* **SUPPLIED TEXT**
How can i fix this higher order function code in haskell?

Question

I want to fix this code

h :: (a -> b) -> [a] -> [b]
h f = foldr (\x y -> f x : y) []

if i put h (+100) [1,2,3,4,5] in GHCI

it returns to me [101,202,303,404,505]

when i put h (*10) [1,2,3,4,5] then

i want to get [10,200,3000,40000,500000] list

can anyone help me fixing this code?

Answer 1

Solving the general problem, as Willem Van Onsem's answer does, requires O(n^2) time to calculate the first n elements, because the function has to be applied k times to calculate the kth element.

To solve this sort of problem efficiently, you will need to take advantage of some additional structure. Based on your examples, I think the most obvious approach is to think about semigroup actions. That is, instead of applying an arbitrary function repeatedly, look for an efficient way to represent the compositions of the function. For example, (*x) can be represented by x, allowing (*x) . (*y) to be represented by x*y.

To apply this idea, we first need to transform Willem's solution to make the compositions explicit.

h :: (a -> a) -> [a] -> [a]
h f0 as0 = go as0 f0
  where
    go [] _ = []
    go (a:as) f = f a : go as (f0 . f)

If we like, we can write that as a fold:

h :: (a -> a) -> [a] -> [a]
h f0 as = foldr go stop as f0
  where
    stop _ = []
    go a r f = f a : r (f0 . f)

Now we've structured the function using an accumulator (which is a function). As we compose onto the accumulator, it will get slower and slower to apply it. We want to replace that accumulator with one we can "apply" quickly.

* **PROBLEM SET**
[1] From the Haskell thread, extract the passage starting with "Solving the general" and going on through "represented by x*y.".
[2] In the Haskell thread, how much time does solving the general problem take to calculate the first n elements?

* **EXCERPTED DATA**
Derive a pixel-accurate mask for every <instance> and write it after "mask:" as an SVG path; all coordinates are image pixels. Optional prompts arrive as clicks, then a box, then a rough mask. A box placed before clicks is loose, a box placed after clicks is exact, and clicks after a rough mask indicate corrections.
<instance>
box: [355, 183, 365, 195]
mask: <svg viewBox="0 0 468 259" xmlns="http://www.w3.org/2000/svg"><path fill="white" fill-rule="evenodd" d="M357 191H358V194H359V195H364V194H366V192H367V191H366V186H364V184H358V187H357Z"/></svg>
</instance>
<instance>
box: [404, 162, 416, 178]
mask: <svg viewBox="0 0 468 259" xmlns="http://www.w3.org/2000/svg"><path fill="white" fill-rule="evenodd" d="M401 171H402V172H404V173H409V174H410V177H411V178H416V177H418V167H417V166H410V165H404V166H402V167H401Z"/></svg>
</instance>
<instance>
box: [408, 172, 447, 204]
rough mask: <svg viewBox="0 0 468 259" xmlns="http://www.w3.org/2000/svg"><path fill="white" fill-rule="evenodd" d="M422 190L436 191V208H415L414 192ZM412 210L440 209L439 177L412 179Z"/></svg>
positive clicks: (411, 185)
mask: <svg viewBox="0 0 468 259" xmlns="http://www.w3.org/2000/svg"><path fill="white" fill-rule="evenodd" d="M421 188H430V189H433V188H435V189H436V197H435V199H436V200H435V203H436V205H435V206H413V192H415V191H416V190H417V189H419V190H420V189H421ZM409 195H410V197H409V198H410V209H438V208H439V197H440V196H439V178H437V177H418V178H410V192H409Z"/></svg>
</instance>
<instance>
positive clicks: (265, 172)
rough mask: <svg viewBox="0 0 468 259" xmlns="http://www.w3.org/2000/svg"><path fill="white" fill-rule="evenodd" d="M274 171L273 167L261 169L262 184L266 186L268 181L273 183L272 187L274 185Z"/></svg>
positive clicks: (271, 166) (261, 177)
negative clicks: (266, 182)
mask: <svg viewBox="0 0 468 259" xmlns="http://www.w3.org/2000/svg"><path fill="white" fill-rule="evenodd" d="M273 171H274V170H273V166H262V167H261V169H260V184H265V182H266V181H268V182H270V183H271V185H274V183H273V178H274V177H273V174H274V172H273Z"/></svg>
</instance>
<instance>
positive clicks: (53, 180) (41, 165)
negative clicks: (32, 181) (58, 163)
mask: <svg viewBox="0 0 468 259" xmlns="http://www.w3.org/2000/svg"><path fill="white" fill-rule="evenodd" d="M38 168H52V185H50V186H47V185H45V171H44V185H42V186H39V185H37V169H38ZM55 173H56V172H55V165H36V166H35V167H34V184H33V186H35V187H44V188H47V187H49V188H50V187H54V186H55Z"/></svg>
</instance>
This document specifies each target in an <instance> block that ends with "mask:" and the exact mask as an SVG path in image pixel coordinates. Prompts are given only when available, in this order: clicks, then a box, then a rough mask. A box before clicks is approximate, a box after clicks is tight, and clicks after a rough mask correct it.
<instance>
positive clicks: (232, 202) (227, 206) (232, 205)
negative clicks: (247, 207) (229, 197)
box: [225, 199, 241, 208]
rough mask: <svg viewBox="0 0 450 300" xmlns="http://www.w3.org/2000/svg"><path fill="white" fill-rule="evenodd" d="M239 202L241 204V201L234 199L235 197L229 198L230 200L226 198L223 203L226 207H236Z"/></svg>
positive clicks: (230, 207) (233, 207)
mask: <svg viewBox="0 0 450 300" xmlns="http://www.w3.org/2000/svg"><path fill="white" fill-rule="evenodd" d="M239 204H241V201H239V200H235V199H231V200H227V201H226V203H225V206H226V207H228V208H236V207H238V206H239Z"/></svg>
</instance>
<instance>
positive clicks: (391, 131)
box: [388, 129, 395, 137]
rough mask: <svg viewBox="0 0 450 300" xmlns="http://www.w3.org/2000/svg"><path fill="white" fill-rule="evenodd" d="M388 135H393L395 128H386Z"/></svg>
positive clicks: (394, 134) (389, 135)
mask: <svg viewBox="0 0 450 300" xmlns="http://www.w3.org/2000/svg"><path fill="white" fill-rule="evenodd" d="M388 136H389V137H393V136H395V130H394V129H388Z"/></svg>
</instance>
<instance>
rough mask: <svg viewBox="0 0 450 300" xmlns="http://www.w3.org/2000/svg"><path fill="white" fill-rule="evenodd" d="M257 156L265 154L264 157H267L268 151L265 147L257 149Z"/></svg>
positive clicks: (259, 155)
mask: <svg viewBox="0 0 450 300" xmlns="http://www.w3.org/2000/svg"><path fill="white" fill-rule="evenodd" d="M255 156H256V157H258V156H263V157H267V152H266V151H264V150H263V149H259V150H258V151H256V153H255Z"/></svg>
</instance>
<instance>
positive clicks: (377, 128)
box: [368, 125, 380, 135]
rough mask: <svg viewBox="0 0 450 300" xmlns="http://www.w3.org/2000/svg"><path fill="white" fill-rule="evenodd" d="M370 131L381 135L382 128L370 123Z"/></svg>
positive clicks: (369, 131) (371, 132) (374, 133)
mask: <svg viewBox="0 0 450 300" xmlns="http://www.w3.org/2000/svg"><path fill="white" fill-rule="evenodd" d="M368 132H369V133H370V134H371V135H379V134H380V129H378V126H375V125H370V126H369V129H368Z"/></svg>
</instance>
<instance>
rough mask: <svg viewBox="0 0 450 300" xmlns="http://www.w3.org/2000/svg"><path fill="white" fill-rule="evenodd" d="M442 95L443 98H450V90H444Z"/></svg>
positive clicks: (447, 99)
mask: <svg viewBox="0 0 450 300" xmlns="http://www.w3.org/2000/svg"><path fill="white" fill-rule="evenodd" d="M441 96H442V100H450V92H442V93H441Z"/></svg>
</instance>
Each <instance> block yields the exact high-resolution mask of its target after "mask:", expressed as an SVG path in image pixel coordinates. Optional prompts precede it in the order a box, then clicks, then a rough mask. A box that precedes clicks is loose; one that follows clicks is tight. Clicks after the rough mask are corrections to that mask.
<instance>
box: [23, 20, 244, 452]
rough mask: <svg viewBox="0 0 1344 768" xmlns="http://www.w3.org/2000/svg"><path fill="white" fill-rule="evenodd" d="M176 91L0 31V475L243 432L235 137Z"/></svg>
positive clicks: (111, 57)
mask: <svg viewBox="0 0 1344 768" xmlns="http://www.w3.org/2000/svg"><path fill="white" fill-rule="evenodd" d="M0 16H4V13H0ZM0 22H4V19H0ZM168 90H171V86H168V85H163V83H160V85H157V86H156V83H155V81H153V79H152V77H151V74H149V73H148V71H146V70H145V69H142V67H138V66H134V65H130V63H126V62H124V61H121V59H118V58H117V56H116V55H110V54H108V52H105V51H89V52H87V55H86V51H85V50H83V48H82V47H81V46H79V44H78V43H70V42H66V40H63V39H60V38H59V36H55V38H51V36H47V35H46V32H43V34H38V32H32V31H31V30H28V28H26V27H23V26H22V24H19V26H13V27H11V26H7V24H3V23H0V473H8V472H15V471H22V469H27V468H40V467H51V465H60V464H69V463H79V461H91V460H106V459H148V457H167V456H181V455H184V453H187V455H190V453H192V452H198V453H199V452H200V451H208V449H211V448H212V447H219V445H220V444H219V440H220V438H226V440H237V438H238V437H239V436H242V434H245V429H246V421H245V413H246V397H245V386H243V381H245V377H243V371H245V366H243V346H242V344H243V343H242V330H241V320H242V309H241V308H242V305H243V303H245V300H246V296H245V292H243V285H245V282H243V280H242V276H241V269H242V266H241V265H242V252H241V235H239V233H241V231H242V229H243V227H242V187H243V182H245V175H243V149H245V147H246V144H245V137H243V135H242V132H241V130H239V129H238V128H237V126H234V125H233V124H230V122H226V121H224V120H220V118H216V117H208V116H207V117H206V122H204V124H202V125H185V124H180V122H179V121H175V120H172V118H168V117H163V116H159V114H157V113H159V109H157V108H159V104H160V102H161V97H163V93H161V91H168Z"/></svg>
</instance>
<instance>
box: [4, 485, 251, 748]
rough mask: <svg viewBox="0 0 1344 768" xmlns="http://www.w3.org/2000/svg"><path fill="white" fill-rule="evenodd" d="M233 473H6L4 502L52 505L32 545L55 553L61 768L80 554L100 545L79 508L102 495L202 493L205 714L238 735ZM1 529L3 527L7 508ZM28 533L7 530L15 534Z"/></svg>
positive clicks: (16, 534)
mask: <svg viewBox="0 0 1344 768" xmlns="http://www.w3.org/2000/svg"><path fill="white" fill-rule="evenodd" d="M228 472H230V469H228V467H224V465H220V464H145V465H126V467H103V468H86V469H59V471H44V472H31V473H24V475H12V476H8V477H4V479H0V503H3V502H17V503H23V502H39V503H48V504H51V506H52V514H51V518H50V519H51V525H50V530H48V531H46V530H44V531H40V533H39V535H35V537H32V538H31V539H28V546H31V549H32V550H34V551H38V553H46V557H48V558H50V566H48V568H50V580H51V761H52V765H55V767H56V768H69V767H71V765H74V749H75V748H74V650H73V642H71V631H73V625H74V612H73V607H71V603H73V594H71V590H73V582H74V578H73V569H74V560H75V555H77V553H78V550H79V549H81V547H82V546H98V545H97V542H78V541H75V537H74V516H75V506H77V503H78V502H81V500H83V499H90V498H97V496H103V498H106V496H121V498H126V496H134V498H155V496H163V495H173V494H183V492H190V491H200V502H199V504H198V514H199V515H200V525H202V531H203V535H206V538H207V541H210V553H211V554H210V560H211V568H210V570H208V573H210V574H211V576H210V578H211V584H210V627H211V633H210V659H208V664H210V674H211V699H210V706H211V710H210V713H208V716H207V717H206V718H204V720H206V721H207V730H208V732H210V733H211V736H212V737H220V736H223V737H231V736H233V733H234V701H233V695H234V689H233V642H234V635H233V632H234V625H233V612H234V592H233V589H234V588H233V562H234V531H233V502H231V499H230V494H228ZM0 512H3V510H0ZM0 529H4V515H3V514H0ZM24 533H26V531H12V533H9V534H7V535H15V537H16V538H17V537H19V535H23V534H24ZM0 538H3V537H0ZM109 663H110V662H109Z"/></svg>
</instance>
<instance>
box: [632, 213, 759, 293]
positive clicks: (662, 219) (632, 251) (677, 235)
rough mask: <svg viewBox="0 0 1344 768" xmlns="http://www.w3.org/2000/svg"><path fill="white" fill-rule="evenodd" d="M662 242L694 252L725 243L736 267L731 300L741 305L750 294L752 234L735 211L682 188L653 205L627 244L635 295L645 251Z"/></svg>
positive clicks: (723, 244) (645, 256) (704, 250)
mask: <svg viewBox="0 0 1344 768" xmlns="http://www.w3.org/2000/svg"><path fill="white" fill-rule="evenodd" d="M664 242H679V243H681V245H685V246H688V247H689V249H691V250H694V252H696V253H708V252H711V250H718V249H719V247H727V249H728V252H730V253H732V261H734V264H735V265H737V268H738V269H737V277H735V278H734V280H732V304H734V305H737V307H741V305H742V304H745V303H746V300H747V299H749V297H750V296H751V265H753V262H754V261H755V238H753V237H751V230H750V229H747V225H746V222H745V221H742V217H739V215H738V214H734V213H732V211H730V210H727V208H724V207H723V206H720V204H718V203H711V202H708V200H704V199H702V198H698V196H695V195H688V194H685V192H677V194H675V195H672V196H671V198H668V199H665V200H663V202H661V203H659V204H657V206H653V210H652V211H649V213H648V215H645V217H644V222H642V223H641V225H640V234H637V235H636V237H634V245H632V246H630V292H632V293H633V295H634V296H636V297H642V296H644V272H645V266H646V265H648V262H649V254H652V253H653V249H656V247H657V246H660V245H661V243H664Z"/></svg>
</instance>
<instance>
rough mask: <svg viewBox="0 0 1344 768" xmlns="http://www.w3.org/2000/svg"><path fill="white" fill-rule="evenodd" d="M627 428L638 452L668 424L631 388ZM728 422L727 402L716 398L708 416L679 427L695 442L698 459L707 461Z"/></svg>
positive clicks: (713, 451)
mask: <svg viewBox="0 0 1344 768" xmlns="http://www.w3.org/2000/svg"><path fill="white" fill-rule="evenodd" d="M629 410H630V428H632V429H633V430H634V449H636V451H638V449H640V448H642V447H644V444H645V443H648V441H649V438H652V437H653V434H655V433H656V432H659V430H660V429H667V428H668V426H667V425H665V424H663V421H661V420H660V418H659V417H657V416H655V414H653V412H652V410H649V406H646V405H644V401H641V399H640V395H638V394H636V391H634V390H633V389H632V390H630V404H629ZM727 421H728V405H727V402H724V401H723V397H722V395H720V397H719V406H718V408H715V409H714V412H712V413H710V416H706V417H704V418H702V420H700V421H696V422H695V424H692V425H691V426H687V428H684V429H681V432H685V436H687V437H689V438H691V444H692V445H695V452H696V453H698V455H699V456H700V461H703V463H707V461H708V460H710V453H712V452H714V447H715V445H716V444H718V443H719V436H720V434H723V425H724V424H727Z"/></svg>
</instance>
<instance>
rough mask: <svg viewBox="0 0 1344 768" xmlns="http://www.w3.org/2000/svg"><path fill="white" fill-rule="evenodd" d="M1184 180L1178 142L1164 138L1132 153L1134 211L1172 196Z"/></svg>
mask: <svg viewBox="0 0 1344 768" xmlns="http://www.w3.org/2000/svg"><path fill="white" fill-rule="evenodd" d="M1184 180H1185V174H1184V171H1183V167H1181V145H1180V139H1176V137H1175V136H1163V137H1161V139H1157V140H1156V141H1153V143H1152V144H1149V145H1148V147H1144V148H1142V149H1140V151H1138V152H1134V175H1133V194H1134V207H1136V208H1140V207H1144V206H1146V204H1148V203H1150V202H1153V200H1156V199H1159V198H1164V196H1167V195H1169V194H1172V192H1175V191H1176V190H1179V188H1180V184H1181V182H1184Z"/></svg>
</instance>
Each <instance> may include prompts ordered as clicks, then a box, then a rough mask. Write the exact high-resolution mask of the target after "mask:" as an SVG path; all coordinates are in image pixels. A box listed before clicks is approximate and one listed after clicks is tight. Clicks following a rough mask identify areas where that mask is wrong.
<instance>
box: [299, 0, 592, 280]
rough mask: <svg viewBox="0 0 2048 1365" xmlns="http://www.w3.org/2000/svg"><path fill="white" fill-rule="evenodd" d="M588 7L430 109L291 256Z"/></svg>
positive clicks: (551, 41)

* **SOLUTIONS TO THE TASKS**
[1]
Solving the general problem, as Willem Van Onsem's answer does, requires O(n^2) time to calculate the first n elements, because the function has to be applied k times to calculate the kth element.

To solve this sort of problem efficiently, you will need to take advantage of some additional structure. Based on your examples, I think the most obvious approach is to think about semigroup actions. That is, instead of applying an arbitrary function repeatedly, look for an efficient way to represent the compositions of the function. For example, (*x) can be represented by x, allowing (*x) . (*y) to be represented by x*y.

[2] O(n^2) time.